▶ **Задание 1**
Какое имя, согласно воспоминаниям о детстве, советовали дать ребенку друзья родителей и по какой причине?
▶ **Задание 2**
Продолжи воспоминания о детстве, начав сразу после последнего предложения.

▶ **Текст страницы**
"""

Я незапланированный ребенок. Мама родила меня в сорок, папе было уже почти пятьдесят. Все в один голос отговаривали маму, у нее ведь больное сердце, но она поступила по-своему. Друзья советовали родителям назвать меня Юрой, потому что родился в День космонавтики, двенадцатого апреля, через год после полета Гагарина. «Юр-р-ра? — сказал папа, слегка грассируя. — Это тр-р-руднопр-р-роизносимое имя. Пусть будет Миша».
Турецкие же мы с братом потому, что мама объяснила папе: Эпштейны есть, а Турецких не осталось — фамилию надо сохранить. И папа легко с этим согласился. У меня была настоящая еврейская мама. Есть анекдот, точно передающий суть ее характера: «В чем разница между арабским террористом и еврейской мамой? С террористом можно договориться». Мы с братом стали смыслом ее жизни. А папа нашел себе достойное место, живя как бы в своем мире. Он обеспечивал семью, отвечал на наши вопросы, но никогда не грузил и не требовал внимания. Он ни разу не сказал мне, когда я вырос: «А почему ты не пришел? Что не позвонил?» Маме — той всегда чего-то не хватало, несмотря на то, что мы были любящими и заботливыми сыновьями и чуть не каждый день навещали их с отцом. Когда мы прощались и уходили, папа тут же возвращался к своим делам, а она стояла у окна, пока не скроется машина, и я понимал: мы опять ей недодали…
«Еврейский мальчик с темными глазами, а в них такая русская печаль…» — это про меня. В полтора года я уже начал напевать, в три исполнял подряд все песни, которые доносились из телевизора и радиоприемника: «Дан приказ ему на запад, ей — в другую сторону, уходили комсомольцы на гражданскую войну». Я не понимал, о чем это, и вместо «приказ» пел «отказ». Отец по воскресеньям позволял себе подольше поваляться в кровати, я забирался к нему под бочок. Тогда-то и ковалась репертуарная политика будущего «Хора Турецкого». «Пап, давай «Заботу», — говорил я, и мы затягивали: «Забота у нас простая…» или «Твист и чарльстон, вы заполнили шар земной…»

"""

Записи разметки сегментации
"""

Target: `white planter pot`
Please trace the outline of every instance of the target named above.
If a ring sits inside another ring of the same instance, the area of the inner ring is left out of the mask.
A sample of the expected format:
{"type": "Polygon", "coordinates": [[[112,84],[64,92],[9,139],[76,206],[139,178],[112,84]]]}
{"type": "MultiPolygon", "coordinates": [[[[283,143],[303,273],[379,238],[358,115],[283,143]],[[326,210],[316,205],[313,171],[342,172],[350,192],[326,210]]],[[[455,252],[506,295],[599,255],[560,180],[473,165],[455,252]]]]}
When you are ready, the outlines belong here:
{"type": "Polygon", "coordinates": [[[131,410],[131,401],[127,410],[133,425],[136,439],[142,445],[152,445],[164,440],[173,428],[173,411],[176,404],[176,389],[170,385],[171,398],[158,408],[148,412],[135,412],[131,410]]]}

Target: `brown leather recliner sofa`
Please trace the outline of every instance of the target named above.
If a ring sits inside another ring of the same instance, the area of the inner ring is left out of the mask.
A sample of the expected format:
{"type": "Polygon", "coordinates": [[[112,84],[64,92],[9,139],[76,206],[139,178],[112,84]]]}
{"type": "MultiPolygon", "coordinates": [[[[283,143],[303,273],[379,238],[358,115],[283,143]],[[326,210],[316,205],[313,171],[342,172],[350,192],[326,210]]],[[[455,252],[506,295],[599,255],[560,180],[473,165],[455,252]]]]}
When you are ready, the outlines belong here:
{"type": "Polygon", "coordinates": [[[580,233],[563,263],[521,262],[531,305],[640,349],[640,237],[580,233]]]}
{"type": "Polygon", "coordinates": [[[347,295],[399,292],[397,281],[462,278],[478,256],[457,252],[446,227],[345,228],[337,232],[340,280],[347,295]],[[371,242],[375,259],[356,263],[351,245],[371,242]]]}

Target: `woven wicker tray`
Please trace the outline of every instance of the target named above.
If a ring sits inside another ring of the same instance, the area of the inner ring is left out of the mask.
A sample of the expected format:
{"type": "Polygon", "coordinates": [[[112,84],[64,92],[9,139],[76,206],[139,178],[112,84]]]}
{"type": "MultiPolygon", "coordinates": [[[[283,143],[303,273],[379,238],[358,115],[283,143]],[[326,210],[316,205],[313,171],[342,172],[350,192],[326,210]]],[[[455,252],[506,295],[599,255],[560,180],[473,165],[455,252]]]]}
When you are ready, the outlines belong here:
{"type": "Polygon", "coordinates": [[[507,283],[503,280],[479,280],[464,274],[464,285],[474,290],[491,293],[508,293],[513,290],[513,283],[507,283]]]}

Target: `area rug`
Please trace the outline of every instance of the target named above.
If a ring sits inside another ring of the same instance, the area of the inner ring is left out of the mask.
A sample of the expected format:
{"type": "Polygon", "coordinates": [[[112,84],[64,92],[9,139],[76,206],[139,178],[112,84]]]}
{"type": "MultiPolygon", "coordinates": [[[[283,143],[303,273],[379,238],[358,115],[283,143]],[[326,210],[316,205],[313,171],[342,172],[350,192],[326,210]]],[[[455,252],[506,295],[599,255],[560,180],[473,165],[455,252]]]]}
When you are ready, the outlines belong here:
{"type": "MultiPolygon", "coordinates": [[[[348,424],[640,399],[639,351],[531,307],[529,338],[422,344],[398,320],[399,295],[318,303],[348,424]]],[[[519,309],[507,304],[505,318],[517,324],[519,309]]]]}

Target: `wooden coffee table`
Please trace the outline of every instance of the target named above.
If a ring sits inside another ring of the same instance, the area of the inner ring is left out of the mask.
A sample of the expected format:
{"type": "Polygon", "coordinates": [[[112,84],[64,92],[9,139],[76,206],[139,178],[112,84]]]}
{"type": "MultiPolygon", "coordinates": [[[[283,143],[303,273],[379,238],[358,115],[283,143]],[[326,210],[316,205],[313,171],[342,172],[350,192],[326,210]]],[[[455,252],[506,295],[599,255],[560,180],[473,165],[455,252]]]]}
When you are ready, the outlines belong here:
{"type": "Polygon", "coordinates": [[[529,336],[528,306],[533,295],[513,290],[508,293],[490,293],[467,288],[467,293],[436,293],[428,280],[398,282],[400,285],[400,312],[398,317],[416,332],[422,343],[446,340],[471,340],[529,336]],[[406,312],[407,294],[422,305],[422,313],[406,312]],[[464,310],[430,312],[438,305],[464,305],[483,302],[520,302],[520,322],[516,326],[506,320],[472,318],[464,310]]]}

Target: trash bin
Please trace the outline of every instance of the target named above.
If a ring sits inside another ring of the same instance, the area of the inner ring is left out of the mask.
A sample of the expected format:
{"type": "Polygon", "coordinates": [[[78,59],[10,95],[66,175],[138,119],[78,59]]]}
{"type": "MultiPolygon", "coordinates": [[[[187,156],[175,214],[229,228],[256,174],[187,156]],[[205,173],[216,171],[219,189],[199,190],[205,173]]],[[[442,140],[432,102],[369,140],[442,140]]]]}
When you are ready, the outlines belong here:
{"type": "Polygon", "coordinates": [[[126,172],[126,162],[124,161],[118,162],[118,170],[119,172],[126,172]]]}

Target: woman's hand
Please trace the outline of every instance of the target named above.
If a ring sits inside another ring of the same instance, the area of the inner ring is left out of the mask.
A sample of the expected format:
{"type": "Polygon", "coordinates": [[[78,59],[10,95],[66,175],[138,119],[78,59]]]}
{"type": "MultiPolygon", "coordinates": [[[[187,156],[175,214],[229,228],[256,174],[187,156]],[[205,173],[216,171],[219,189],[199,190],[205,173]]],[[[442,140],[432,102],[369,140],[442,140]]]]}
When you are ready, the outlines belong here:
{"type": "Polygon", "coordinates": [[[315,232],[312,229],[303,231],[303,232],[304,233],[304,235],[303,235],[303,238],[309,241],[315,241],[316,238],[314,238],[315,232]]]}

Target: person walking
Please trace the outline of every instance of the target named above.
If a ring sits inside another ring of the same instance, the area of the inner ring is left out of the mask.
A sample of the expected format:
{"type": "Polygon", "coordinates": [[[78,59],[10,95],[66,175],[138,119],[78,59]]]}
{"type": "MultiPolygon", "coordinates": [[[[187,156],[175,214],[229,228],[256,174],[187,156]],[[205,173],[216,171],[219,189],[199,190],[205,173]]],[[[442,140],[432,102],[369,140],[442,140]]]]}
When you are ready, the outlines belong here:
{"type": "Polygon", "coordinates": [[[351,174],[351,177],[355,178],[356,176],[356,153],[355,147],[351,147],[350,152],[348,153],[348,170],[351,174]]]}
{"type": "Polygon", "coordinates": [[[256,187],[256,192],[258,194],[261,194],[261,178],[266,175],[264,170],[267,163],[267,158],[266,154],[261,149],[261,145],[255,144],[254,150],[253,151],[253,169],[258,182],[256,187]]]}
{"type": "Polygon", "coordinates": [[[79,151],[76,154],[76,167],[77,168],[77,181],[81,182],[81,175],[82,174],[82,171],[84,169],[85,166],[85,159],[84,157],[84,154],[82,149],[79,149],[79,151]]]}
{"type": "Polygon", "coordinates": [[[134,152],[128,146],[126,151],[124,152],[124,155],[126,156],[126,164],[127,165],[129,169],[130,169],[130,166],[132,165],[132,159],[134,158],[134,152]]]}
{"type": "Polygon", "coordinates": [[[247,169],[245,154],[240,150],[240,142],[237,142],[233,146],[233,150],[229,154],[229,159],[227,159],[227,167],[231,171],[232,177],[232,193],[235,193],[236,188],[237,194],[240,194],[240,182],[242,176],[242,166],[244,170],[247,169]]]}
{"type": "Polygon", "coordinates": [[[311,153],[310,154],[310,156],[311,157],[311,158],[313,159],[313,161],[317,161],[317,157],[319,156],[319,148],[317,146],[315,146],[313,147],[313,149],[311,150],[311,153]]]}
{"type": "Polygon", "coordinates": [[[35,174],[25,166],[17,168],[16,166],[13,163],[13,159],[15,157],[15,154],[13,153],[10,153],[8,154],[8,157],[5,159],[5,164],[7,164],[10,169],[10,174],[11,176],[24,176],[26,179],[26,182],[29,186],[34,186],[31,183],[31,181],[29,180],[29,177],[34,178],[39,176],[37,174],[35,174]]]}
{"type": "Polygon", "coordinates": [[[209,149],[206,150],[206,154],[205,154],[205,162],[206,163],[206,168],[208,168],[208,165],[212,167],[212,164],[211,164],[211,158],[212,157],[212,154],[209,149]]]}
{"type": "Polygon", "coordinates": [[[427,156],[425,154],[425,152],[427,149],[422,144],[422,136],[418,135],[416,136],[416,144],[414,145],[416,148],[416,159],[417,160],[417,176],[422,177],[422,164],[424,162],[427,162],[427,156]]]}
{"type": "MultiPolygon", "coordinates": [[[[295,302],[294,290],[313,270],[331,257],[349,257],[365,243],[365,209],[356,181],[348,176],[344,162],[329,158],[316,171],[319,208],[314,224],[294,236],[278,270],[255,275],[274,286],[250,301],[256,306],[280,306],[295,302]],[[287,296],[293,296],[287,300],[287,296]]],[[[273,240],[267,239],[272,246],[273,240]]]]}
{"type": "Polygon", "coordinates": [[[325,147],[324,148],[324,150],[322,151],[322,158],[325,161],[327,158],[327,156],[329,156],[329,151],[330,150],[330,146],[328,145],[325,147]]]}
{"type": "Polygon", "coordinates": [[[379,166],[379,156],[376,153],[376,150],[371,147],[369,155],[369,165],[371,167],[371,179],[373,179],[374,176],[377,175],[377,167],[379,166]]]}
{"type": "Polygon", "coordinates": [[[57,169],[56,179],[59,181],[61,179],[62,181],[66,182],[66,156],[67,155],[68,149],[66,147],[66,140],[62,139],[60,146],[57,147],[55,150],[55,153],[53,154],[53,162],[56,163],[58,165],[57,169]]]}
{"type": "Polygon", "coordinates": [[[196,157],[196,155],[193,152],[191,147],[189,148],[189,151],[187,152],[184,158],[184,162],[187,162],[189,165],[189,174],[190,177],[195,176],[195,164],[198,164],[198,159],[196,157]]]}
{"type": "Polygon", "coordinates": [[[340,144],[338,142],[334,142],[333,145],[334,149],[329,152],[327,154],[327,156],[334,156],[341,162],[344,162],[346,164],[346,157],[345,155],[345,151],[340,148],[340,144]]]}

"""

▶ **Ответ 1**
Юра, потому что он родился в День космонавтики, двенадцатого апреля.

▶ **Ответ 2**
Песни советского времени — потрясающие. Я пел их с фанатичным кайфом, и родители поняли: надо мальчика учить. В тот момент у нас появились вторая комната в коммуналке и пианино. Мне нашли педагога по фортепьяно. Урок стоил десять рублей — серьезное испытание для семейного бюджета. А мне в шесть лет нравилось гулять на улице с друзьями, а не разбираться, что такое басовый ключ. Получив задание на дом, я считал количество нот в упражнении и тарабанил по первым попавшимся клавишам. Мама сопоставляла количество нот с количеством ударов по клавиатуре и разочарованно вздыхала:
— Что ж за белиберда?
— Такой этюд, — пожимал я плечами.
Длилось это четыре месяца. Потраченные сто шестьдесят рублей не материализовались в качество. «Бездарный мальчик, — сказала педагог. — Не тратьте деньги».
Я был счастлив: меня избавили от мучений. Но голос во мне рос, я садился за фортепьяно и, не зная нот, подбирал мелодию на слух — «Сиреневый туман», «Ты у меня одна». Приходили гости, меня ставили на стул, я пел — всеобщий восторг. «Талантливый пацан растет! Должен учиться».
Родители М. Турецкого
И мама повела меня на этот раз в государственную музыкальную школу. На доске объявлений — листок «Услуги и цены: фортепьяно — 20 руб. в месяц, скрипка — 19 руб., гобой, валторна — 9 руб., флейта — 3 руб., флейта пикколо — 1 руб. 50 коп.».
«О! — сказала мама. — Флейта пикколо нам подойдет. Незатратно, и будешь при музыкальном процессе».
Недавно мои артисты подарили мне флейту пикколо и на всей аппликатуре выгравировали свои прозвища: Туля, Кузя, Кабан, Зверь… Я взял ее и понял, что руки все помнят. А тогда за четыре года научился играть виртуозно. Параллельно отец возил меня в капеллу мальчиков.
— У вас талантливый ребенок, — сказал как-то педагог, — хорошо бы его отец зашел ко мне.
— А это я и есть… — ответил папа.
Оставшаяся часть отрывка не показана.